== RECORD EXTRACTS ==
━━━━━━

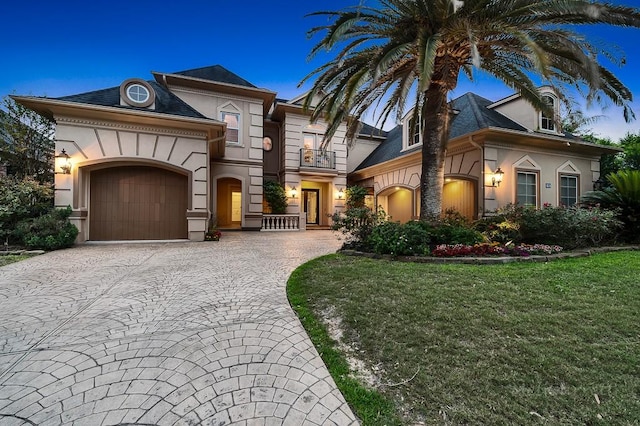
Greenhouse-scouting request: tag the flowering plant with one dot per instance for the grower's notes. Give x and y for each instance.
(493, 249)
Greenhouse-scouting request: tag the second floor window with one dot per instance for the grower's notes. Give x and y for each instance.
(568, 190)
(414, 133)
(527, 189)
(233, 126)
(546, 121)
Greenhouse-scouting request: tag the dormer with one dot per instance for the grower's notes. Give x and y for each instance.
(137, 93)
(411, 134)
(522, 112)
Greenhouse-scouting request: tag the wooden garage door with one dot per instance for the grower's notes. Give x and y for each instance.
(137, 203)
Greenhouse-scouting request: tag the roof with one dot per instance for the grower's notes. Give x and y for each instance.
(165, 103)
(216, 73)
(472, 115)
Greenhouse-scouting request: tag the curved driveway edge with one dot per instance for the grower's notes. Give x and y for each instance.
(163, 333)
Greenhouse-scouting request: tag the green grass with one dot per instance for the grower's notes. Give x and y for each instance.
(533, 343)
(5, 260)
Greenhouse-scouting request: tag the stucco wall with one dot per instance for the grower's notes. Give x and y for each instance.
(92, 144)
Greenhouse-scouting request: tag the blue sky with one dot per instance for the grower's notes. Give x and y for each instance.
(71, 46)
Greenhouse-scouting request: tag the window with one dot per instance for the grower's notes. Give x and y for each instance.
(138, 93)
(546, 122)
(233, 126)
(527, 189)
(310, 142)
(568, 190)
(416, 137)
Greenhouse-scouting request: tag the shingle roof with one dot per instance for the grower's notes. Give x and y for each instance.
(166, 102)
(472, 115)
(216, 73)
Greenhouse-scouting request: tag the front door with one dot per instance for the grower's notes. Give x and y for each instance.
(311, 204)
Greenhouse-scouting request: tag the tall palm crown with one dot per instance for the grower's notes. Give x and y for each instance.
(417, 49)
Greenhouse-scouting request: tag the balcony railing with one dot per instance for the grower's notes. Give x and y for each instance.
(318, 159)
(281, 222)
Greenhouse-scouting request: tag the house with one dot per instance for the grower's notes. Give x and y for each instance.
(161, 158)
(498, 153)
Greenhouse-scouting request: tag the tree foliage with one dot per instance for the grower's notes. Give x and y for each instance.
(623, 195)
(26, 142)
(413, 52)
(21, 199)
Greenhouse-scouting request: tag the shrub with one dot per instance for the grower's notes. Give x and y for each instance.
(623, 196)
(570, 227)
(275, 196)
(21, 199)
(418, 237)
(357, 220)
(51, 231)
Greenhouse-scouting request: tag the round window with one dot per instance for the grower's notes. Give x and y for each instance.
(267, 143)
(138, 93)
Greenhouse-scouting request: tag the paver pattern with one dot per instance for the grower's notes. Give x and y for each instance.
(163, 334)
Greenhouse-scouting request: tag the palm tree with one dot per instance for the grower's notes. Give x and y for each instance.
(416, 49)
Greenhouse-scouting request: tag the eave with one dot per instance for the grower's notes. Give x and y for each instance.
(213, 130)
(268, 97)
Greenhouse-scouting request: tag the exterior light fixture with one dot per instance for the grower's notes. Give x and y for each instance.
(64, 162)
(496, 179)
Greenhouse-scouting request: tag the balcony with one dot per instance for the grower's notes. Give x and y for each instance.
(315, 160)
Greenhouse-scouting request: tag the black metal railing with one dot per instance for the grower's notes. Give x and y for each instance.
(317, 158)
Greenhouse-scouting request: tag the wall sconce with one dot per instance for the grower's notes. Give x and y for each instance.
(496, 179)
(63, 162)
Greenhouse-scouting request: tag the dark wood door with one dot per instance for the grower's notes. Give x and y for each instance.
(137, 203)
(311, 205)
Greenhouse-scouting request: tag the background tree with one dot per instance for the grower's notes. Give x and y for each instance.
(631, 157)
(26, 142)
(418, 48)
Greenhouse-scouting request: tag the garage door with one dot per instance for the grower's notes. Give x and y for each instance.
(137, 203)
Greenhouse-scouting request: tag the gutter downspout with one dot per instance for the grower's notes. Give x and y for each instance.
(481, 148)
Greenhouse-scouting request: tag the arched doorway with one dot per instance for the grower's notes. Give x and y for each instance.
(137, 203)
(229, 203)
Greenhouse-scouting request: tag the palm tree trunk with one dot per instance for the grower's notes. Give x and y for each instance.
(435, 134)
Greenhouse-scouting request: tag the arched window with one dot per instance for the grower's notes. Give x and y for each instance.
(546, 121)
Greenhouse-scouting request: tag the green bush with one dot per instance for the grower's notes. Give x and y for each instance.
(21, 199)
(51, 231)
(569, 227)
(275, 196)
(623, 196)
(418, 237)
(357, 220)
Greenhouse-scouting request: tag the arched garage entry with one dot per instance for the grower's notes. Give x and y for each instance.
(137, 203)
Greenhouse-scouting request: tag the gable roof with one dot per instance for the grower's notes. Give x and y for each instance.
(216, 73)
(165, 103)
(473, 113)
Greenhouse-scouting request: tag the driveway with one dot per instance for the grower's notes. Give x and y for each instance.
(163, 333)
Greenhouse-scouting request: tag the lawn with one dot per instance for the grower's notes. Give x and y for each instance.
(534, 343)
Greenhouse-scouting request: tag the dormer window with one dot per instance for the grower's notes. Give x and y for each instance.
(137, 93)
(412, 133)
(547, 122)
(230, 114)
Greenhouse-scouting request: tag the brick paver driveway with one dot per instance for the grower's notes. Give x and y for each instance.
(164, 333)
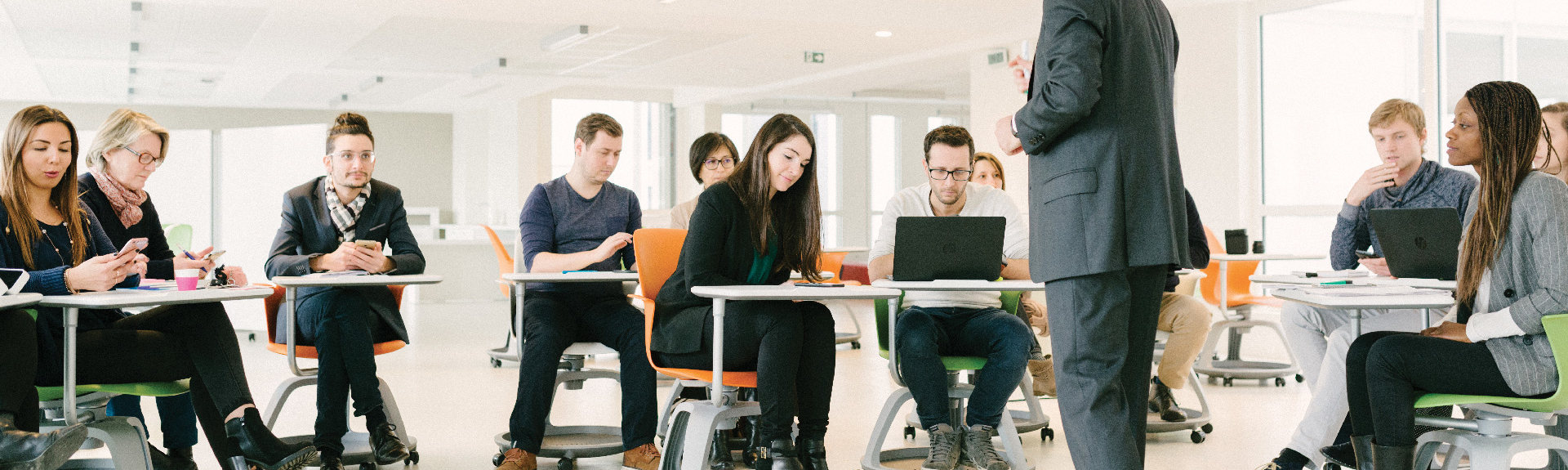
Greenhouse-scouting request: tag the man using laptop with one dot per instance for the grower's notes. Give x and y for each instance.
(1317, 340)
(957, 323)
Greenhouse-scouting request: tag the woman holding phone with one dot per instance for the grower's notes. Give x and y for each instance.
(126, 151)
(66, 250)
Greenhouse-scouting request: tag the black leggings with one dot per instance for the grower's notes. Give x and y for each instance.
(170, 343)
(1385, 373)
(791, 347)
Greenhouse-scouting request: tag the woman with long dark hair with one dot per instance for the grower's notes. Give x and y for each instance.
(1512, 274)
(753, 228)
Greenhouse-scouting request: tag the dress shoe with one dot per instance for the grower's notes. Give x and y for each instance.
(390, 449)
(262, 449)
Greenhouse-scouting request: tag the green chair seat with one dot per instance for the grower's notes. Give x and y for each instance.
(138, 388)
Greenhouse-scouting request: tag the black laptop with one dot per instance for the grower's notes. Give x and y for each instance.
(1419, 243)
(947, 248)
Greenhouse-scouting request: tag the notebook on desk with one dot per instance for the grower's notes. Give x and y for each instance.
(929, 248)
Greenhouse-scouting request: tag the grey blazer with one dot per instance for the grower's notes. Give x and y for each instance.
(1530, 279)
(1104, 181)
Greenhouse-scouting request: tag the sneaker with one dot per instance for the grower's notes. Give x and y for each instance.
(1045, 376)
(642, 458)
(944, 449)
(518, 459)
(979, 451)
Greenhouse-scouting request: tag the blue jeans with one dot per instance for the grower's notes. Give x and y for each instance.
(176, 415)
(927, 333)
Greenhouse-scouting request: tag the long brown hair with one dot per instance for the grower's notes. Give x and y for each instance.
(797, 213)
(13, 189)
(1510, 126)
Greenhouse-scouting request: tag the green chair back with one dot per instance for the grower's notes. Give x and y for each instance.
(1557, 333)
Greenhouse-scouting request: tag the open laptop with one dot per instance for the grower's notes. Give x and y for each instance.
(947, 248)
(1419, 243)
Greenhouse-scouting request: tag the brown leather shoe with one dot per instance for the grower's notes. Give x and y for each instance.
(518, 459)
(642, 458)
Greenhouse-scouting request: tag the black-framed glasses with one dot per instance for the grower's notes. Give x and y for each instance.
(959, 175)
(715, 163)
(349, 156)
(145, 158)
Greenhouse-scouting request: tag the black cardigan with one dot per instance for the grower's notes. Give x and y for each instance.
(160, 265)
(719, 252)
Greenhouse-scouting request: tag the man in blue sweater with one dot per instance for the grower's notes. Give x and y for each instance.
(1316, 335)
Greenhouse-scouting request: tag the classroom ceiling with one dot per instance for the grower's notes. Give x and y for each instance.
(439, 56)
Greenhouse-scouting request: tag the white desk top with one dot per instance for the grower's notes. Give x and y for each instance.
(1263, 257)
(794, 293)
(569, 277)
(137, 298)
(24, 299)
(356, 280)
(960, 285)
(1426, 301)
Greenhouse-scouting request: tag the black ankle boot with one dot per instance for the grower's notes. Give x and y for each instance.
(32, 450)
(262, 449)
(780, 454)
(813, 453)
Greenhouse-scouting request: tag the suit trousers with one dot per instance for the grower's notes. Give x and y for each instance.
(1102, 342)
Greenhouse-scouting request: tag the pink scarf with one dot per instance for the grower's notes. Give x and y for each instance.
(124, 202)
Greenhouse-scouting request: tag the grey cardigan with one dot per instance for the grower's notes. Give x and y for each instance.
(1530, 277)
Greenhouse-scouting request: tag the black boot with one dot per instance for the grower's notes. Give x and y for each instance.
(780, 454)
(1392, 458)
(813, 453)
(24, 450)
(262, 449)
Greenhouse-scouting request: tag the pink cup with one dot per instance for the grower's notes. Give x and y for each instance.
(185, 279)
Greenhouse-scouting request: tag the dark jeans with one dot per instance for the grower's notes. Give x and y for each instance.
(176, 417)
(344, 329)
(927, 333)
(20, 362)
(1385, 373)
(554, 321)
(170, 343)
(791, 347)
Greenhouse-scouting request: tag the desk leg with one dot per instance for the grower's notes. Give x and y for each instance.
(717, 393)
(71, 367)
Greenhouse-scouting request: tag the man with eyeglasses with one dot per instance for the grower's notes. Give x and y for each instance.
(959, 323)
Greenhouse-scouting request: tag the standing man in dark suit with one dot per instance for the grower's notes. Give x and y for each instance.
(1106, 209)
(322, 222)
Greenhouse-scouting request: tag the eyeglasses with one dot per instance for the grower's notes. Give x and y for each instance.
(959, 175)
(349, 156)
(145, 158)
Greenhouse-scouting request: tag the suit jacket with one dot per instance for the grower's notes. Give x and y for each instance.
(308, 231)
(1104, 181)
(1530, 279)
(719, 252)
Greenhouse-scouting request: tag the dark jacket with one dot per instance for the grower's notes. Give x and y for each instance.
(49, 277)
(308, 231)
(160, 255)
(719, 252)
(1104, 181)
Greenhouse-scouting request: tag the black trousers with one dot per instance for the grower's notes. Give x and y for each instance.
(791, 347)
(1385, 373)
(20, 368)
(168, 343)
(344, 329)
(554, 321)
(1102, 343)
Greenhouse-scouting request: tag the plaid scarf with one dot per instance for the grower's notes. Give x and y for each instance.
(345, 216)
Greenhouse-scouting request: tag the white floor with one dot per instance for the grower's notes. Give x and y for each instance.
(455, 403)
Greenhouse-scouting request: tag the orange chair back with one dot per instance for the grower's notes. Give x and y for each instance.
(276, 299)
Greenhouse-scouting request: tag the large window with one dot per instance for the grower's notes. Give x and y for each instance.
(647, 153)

━━━━━━

== WHAT IS BEING ASKED ==
Lines before the one containing "Greenhouse-scouting request: tag the white floor" are left out. Repeat that line and all lines after it in the records above exactly.

== TASK OUTPUT ==
Greenhouse-scouting request: tag the white floor with one dot per instance for the grower's notes. Give x and y for each instance.
(455, 403)
Greenhouse-scouting request: tag the orange chair back with one dot per instance for the grower's notes. Give x and y for each instance.
(276, 299)
Greenhouse-scouting request: tag the large window with one dot per instance for the grower's notes. Give x and y for each instance.
(647, 153)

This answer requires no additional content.